====== Source data ======

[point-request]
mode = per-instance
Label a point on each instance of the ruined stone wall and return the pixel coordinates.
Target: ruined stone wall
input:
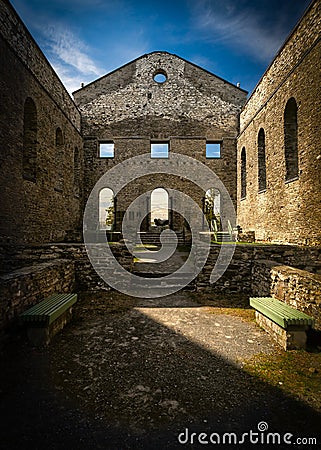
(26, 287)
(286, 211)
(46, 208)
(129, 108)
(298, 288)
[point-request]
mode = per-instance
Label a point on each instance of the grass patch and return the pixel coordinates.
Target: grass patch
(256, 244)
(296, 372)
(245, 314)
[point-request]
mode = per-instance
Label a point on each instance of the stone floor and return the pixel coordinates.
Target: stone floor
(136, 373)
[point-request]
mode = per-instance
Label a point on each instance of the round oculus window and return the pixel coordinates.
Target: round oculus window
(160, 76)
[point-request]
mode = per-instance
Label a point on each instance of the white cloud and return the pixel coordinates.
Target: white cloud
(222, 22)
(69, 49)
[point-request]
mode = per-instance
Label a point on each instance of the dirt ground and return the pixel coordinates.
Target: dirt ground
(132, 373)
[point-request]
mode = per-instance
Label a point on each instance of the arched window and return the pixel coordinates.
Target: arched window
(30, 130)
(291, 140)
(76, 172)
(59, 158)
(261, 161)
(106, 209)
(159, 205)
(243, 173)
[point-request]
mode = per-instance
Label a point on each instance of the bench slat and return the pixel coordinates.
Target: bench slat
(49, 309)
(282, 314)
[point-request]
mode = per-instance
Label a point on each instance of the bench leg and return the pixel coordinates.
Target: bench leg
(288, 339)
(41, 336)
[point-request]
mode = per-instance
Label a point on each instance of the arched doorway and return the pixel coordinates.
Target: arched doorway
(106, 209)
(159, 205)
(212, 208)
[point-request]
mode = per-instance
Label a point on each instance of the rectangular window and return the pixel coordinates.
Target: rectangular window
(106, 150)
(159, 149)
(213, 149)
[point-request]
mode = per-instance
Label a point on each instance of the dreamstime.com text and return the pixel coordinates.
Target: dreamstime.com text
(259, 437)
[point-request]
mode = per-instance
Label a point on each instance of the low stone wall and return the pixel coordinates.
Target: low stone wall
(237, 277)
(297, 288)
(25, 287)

======
====== Source data ======

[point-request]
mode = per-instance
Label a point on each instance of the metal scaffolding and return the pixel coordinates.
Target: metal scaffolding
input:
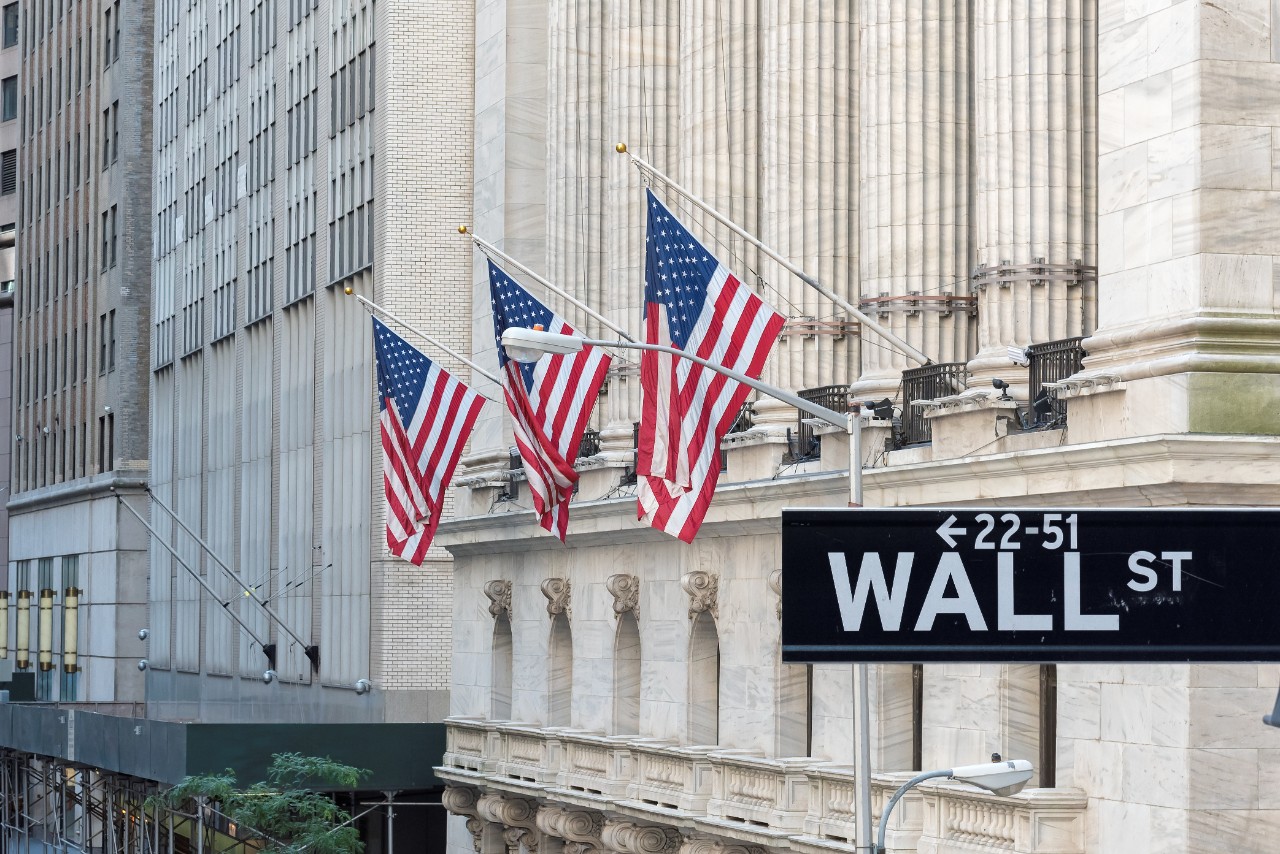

======
====== Source data ======

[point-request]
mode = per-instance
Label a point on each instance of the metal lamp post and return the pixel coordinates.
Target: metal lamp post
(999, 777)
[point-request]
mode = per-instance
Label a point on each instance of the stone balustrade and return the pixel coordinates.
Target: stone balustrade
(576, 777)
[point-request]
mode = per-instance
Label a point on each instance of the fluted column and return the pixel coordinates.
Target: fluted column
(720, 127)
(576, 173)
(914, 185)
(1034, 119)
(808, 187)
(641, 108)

======

● **Task directions**
For each line in the entries that contains the string "ruined", make a copy.

● **Output below**
Label a point on each instance of the ruined stone wall and return the pixel coordinates.
Target: ruined stone wall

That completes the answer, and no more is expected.